== DATASET RECORDS

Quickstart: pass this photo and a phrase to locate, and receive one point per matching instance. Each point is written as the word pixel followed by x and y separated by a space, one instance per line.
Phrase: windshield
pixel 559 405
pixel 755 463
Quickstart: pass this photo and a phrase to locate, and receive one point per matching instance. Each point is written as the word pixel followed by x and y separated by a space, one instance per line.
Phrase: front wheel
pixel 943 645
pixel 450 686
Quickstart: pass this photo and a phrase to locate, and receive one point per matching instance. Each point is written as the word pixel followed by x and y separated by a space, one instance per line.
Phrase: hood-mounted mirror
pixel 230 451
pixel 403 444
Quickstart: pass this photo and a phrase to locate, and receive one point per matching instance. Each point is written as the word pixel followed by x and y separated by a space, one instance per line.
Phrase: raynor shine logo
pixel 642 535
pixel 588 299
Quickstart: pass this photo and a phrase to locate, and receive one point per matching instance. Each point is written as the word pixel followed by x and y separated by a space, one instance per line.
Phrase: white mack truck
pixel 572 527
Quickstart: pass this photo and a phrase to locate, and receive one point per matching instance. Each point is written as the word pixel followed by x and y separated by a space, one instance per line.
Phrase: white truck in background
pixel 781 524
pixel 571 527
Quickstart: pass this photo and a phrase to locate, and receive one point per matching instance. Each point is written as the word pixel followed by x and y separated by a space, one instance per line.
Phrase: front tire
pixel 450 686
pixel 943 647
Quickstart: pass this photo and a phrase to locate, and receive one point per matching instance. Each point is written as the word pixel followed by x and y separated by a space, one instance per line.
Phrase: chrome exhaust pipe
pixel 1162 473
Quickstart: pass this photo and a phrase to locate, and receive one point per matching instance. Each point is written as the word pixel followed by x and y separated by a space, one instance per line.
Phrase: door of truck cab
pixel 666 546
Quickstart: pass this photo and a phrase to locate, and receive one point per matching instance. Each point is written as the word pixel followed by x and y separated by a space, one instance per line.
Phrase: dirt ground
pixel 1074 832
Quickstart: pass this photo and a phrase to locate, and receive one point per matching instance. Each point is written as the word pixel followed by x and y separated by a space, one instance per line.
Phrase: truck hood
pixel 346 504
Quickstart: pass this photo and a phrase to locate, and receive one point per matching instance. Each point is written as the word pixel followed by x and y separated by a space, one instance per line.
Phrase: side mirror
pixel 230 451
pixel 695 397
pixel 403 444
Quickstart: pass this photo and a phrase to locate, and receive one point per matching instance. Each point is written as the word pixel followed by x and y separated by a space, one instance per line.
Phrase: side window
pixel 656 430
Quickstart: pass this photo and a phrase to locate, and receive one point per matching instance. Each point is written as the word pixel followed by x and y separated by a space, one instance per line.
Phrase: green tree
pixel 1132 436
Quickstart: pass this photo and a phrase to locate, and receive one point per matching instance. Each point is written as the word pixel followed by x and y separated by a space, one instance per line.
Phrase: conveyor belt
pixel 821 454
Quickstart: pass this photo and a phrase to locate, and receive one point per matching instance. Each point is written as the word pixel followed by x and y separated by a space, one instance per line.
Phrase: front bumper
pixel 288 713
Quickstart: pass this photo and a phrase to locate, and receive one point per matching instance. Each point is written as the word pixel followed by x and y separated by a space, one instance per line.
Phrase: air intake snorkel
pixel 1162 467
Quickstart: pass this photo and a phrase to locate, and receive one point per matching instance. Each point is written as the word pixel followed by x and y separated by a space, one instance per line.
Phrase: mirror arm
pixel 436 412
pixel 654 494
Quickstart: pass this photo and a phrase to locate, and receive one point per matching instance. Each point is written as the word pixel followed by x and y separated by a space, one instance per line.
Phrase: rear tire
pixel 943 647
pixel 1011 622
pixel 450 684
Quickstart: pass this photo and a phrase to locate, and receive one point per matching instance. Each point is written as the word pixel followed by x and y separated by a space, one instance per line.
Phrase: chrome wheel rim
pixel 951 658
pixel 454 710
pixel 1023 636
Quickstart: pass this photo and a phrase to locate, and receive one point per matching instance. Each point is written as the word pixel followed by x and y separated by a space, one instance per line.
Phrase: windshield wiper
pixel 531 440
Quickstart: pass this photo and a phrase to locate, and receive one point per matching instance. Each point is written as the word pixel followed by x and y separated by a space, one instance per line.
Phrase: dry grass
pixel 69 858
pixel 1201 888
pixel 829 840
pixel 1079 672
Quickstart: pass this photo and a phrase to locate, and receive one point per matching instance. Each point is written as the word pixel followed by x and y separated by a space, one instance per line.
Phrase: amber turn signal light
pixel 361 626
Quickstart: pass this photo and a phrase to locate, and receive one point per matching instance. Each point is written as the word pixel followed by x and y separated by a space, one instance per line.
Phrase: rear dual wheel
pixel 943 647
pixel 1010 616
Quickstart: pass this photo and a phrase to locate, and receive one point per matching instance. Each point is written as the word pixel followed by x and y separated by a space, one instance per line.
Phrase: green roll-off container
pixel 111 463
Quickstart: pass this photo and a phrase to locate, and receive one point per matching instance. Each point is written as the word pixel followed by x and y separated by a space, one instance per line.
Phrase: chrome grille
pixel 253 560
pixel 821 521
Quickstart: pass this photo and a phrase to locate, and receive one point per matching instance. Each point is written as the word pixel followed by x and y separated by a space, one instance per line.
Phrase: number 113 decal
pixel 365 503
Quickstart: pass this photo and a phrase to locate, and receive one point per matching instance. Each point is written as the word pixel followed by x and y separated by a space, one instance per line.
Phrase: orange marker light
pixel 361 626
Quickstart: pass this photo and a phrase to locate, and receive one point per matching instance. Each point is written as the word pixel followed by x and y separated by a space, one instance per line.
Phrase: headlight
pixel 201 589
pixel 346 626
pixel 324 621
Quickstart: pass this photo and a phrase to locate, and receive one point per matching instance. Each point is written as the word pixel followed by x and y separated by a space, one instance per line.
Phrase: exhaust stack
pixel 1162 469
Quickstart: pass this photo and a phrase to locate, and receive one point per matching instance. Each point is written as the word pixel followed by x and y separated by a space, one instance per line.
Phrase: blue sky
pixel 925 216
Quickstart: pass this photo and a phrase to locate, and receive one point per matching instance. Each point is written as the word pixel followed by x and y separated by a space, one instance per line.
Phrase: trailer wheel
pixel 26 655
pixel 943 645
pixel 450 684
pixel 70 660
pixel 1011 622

====

◆ EXERCISE OBJECTIVE
Put every line of the items above into a JSON list of strings, one string per line, leaving out blank lines.

◆ WRITTEN SOLUTION
[
  "Quickstart: pass this photo and a phrase to locate, and receive one point per matching instance. Each point is written as the word pixel followed by x and y separated by a space, one instance per line.",
  "Phrase: windshield",
  "pixel 559 405",
  "pixel 755 463",
  "Quickstart: pass this photo and a phrase to locate, and receive one point per matching instance. Each point is written as the word pixel followed by x and y separated by a space, one instance per line.",
  "Phrase: front wheel",
  "pixel 943 645",
  "pixel 450 686",
  "Quickstart: pass this photo and a phrase to locate, and receive one point per matching instance. Each point is written as the word pixel followed by x and y separated by a space, one instance per line.",
  "Phrase: hood-mounted mirror",
  "pixel 230 451",
  "pixel 403 444",
  "Quickstart: pass this photo and a phrase to locate, and receive one point per matching instance. Each point is written as the word pixel followed by x and y separated by a space, one instance per line.",
  "Phrase: raynor shine logo",
  "pixel 642 535",
  "pixel 588 299",
  "Quickstart: pass this photo and a phrase to locate, and receive one point per matching instance. Each point is written as the word pixel followed by x and y separated by a space, one instance per line.",
  "Phrase: white mack truck",
  "pixel 572 527",
  "Quickstart: pass this photo and a phrase to locate, and receive one point per matching instance. Each point is written as the word pixel followed by x and y separated by a space, one instance per line.",
  "Phrase: white truck in background",
  "pixel 781 524",
  "pixel 571 527",
  "Quickstart: pass this photo and a phrase to locate, and receive one point per matching instance. Each point is written as the word pixel followed by x and y separated by a space, one instance per line.",
  "Phrase: front tire",
  "pixel 450 686",
  "pixel 943 647",
  "Quickstart: pass this photo and a phrase to locate, and receive one point per matching instance. Each point is written as the word pixel followed by x and y separated by a space, one instance per line.",
  "Phrase: chrome exhaust pipe",
  "pixel 1162 473",
  "Quickstart: pass this photo and a phrase to locate, and receive one point per matching instance. Each point is written as the word pixel followed by x and y separated by a space, one instance per line.",
  "Phrase: door of truck cab",
  "pixel 666 546",
  "Quickstart: pass this photo and a phrase to locate, and receive one point per matching instance. Each point is written as the word pixel followed by x and y separated by a space, one instance per line.",
  "Phrase: dirt ground",
  "pixel 1074 832",
  "Quickstart: pass this photo and a phrase to locate, and receive one point per matching instance. Each point is written as the word pixel followed by x and y separated by a space, one instance per line.",
  "Phrase: truck hood",
  "pixel 346 504",
  "Quickstart: pass this photo and a phrase to locate, and receive one point per matching instance. Each point is written as the word pixel followed by x and y separated by a space, one instance per line.",
  "Phrase: side mirror",
  "pixel 230 451",
  "pixel 695 397",
  "pixel 403 444",
  "Quickstart: pass this photo and a phrase to locate, and receive one point per matching instance. Each point is written as the word pixel followed by x and y separated by a space, one instance per line.",
  "Phrase: side window",
  "pixel 656 430",
  "Quickstart: pass this photo and a phrase to locate, and receive one point per matching instance. Each point is written as the word pixel followed by x and y separated by a space, one instance per line.",
  "Phrase: green tree",
  "pixel 1132 436",
  "Quickstart: pass this photo and a phrase to locate, and receive one point per matching instance. Each point is written as the word pixel followed by x and y separated by a space, one instance per line.",
  "Phrase: conveyor belt",
  "pixel 821 454",
  "Quickstart: pass this photo and a phrase to locate, and receive one point per matching instance. Each point is written as the word pixel followed by x and y separated by a space, one instance per line.",
  "Phrase: front bumper",
  "pixel 288 713",
  "Quickstart: pass this photo and a phrase to locate, and receive one point per matching instance. Each point is written as the word pixel followed by x and y separated by a space, one instance per line.",
  "Phrase: air intake snorkel",
  "pixel 1162 467",
  "Quickstart: pass this photo and a phrase to locate, and receive one point per matching instance. Each point is written as the word pixel followed by x and y separated by a space, one instance per line.",
  "Phrase: mirror arm",
  "pixel 436 412",
  "pixel 654 494",
  "Quickstart: pass this photo and a phrase to locate, and receive one point per matching instance. Each point is written as the word pixel followed by x and y separated by a space, one instance per line.",
  "Phrase: rear tire",
  "pixel 943 647",
  "pixel 1011 622",
  "pixel 450 684",
  "Quickstart: pass this photo and a phrase to locate, and receive one point per matching instance. Each point is written as the word pixel followed by x and y separated by a space, one instance per line.",
  "Phrase: chrome wheel rim",
  "pixel 951 658",
  "pixel 454 710",
  "pixel 1023 636",
  "Quickstart: pass this photo and a phrase to locate, and receive one point per matching instance. Each point is written as the word pixel followed by x and y separated by a space, one instance per line.",
  "Phrase: windshield wiper",
  "pixel 531 440",
  "Quickstart: pass this photo and a phrase to locate, and receive one point per matching instance. Each point is written as the word pixel followed by x and y separated by a space, one instance per line.",
  "Phrase: dry grass",
  "pixel 69 858",
  "pixel 1201 888",
  "pixel 829 840",
  "pixel 1079 672",
  "Quickstart: pass this photo and a phrase to locate, and receive one point per matching instance. Each point is written as the word pixel followed by x and y separated by a space, one instance per line.",
  "Phrase: amber turn signal light",
  "pixel 361 626",
  "Quickstart: pass this photo and a phrase to locate, and receive one point per matching instance. Each point is written as the word pixel followed by x and y separated by a space, one instance per line.",
  "Phrase: rear dual wheel",
  "pixel 943 647",
  "pixel 1010 616",
  "Quickstart: pass this photo and a phrase to locate, and receive one point per matching instance. Each point is written as the word pixel followed by x and y separated by a space, one instance per line.",
  "Phrase: green roll-off container",
  "pixel 111 463",
  "Quickstart: pass this photo and a phrase to locate, and receive one point per matching instance. Each point is written as the word pixel followed by x and y separated by a space, one instance per line.",
  "Phrase: chrome grille",
  "pixel 253 560",
  "pixel 821 521",
  "Quickstart: pass this photo and a phrase to locate, and receive one point per matching instance. Each point is written as the word pixel followed by x and y separated by a space, one instance per line.",
  "Phrase: number 113 decal",
  "pixel 365 503",
  "Quickstart: pass this photo and a phrase to locate, and receive one point per matching instance. Each point is written as the word pixel followed by x and y separated by a space, one instance per line.",
  "Phrase: orange marker light",
  "pixel 361 626",
  "Quickstart: pass this photo and a phrase to locate, and receive one point per matching instance. Each point is written as the word pixel followed by x and y separated by a space, one instance per line.",
  "Phrase: headlight",
  "pixel 201 589",
  "pixel 346 626",
  "pixel 324 621",
  "Quickstart: pass this photo and a phrase to locate, and receive one point per matching instance. Each point is written as the word pixel followed by x and y separated by a space, one instance per line.",
  "Phrase: exhaust stack",
  "pixel 1162 469",
  "Quickstart: pass this photo and a phrase to locate, and receive one point per matching instance. Each point is written as the word pixel followed by x and y separated by a space, one instance per line.",
  "Phrase: blue sky",
  "pixel 925 216",
  "Quickstart: pass this photo and a phrase to locate, and receive one point per matching instance. Each point is written as the word pixel followed by x and y separated by a space, one instance per line.",
  "Phrase: trailer wheel",
  "pixel 26 655",
  "pixel 943 645",
  "pixel 450 684",
  "pixel 70 660",
  "pixel 1011 622"
]